──────── ИСХОДНЫЙ ТЕКСТ ────────
Впрочем, в учёной республике обстоит всё, как и в других республиках: в ней любят простого, недалекого человека, который тихонько идёт себе своею дорогою и не старается быть умнее других. Против же эксцентрических, выделяющихся голов, как против угрожающих опасностью, соединяются и имеют на своей стороне большинство, да и какое!
Сравнивая вообще, в республике учёных всё идёт, как в Мексиканской республике, где каждый старается только для личных выгод, добиваясь только для себя положения и силы и нимало не заботясь о целом, которое и гибнет через это. Точно так же и в республике учёных всякий старается выдвинуть своё собственное значение, чтобы составить себе положение; одно, на чем они все сходятся,— это чтоб не дать выдвинуться действительно выдающемуся человеку, если он одинаково опасен для всех. Легко понять, как это отражается на ходе самой науки.
* *
*
Между профессорами и независимыми учеными искони существует известный антагонизм, некоторое пояснение которому может разве дать антагонизм между собаками и волками.
────────
## ЗАДАНИЕ
Напишите продолжение текста о республике учёных, начиная сразу после его последнего предложения.
──────── НЕОБРАБОТАННЫЕ ДАННЫЕ ────────
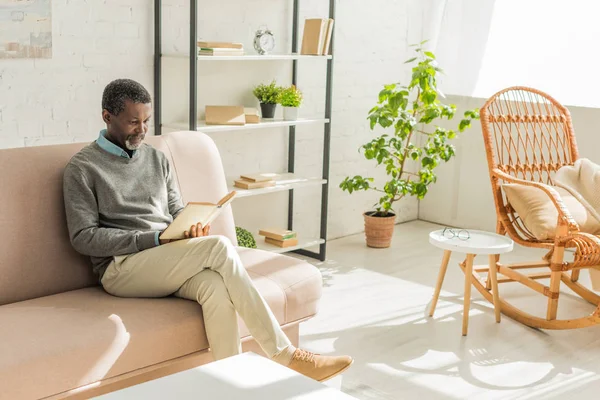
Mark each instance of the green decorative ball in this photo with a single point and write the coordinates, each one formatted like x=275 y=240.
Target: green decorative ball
x=245 y=238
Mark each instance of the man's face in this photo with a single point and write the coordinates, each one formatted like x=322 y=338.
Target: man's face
x=129 y=128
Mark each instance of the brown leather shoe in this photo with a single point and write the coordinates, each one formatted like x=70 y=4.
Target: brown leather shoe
x=318 y=367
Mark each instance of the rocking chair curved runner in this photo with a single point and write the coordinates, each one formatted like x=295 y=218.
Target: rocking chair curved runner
x=529 y=136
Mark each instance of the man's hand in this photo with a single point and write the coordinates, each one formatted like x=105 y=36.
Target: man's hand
x=195 y=231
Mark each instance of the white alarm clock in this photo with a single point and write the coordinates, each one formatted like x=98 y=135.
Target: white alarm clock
x=264 y=41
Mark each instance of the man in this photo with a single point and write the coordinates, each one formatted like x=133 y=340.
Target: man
x=120 y=194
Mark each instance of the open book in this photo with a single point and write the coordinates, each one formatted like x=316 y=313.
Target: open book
x=193 y=213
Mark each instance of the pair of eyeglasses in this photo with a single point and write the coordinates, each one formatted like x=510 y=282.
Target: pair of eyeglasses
x=450 y=233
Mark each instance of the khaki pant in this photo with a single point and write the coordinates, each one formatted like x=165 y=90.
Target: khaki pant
x=207 y=270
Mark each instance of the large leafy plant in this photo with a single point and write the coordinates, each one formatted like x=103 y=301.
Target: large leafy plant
x=413 y=138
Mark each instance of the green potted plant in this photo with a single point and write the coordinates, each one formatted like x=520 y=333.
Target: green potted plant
x=245 y=238
x=290 y=99
x=410 y=148
x=268 y=96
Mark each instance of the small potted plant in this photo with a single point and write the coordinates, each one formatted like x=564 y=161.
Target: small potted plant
x=268 y=96
x=290 y=99
x=245 y=238
x=409 y=113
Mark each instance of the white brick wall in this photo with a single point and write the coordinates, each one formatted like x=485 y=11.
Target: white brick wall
x=58 y=100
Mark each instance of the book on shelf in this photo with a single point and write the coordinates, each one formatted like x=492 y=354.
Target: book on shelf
x=316 y=38
x=328 y=34
x=206 y=51
x=282 y=243
x=196 y=212
x=260 y=177
x=225 y=115
x=277 y=234
x=219 y=45
x=252 y=116
x=246 y=184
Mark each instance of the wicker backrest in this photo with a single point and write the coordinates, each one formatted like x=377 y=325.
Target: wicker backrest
x=527 y=134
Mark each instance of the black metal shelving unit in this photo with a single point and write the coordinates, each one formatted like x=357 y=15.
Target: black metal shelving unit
x=193 y=106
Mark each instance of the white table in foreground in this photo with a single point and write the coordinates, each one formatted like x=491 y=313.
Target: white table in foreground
x=478 y=242
x=246 y=376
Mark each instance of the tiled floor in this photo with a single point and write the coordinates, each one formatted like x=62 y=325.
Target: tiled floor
x=374 y=308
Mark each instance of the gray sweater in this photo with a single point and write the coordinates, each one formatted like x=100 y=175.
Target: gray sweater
x=117 y=205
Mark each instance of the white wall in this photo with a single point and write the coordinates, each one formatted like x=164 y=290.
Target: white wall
x=463 y=195
x=58 y=100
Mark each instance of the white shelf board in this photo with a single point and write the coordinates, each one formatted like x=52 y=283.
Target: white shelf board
x=285 y=181
x=302 y=243
x=252 y=57
x=265 y=123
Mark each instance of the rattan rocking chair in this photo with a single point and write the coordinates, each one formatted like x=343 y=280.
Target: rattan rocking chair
x=528 y=136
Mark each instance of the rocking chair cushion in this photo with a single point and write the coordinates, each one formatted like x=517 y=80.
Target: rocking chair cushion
x=539 y=215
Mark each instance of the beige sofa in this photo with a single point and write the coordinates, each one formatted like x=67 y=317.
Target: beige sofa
x=61 y=335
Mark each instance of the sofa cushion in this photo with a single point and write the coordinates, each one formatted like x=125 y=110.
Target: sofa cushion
x=60 y=342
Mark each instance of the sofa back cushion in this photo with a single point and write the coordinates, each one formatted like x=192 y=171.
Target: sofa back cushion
x=36 y=256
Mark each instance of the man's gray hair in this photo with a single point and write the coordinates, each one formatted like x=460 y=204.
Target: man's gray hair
x=119 y=91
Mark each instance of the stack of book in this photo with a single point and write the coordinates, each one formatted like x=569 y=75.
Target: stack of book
x=316 y=39
x=220 y=49
x=279 y=237
x=255 y=181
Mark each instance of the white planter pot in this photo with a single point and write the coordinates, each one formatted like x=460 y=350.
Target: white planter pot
x=290 y=113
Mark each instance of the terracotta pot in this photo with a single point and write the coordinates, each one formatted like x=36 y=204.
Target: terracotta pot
x=379 y=230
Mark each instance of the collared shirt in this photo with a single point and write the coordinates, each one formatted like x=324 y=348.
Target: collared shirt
x=112 y=148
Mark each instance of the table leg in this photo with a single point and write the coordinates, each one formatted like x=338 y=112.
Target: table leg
x=468 y=279
x=438 y=286
x=493 y=274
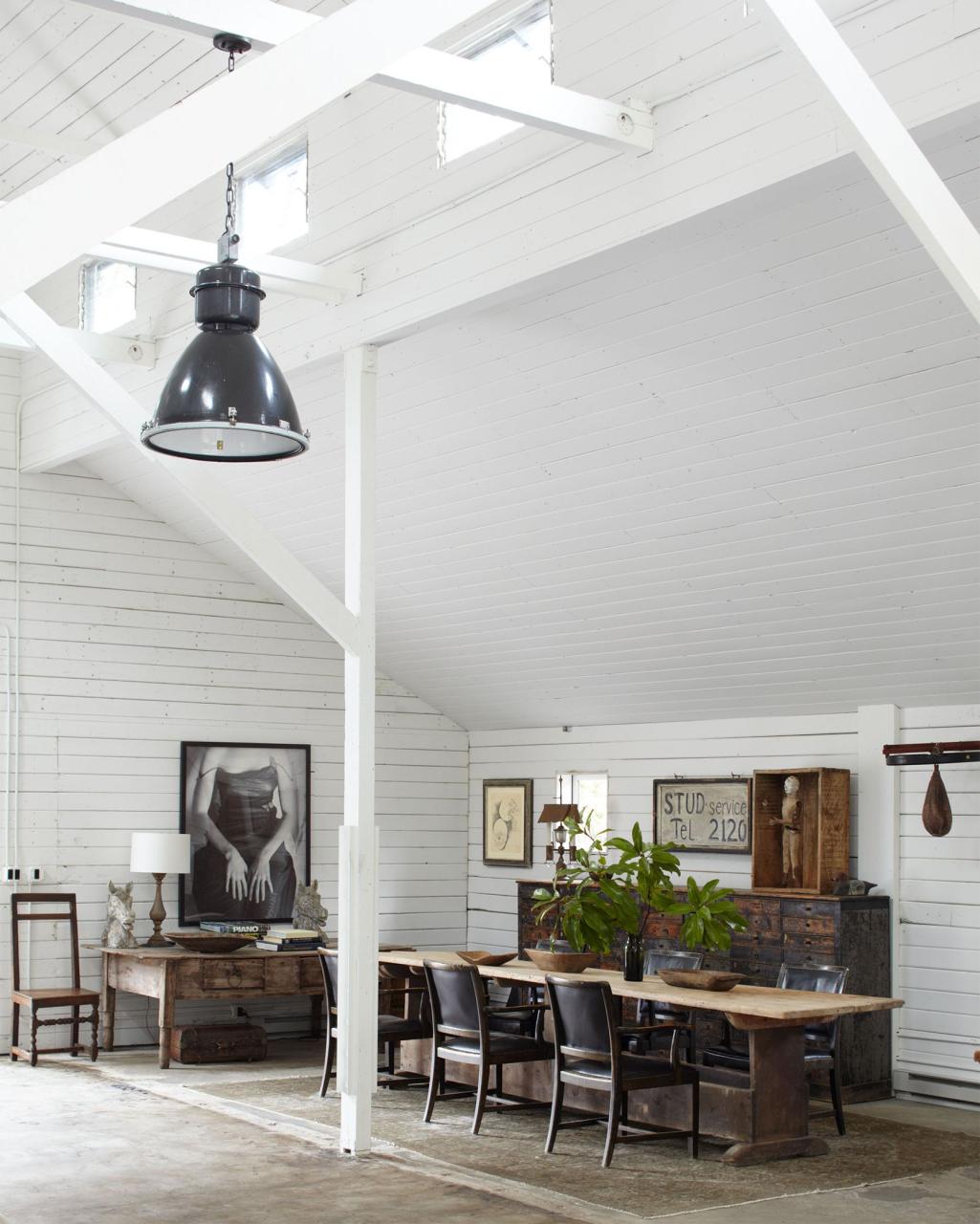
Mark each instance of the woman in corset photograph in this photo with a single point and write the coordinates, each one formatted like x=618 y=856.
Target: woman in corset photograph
x=246 y=808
────────
## ОТВЕТ
Профессора по своему положению имеют большие преимущества, чтобы добиться известности у современников. Напротив того, независимые учёные имеют больше преимуществ по своему положению, чтобы стяжать известность у потомства, ибо для этого, кроме других, весьма редких условий, требуется известныйдосуг и независимость.
Так как проходит обыкновенно немало времени, пока публика возьмет в толк, кого из них отличить вниманием, то те и другие могут действовать нарядудруг с другом.
Говоря вообще, конюшенный корм профессуры самый подходящий для отрыгающих жвачку. Напротив, те, которые получают свою добычу из рук природы, чувствуют себя лучше на просторе.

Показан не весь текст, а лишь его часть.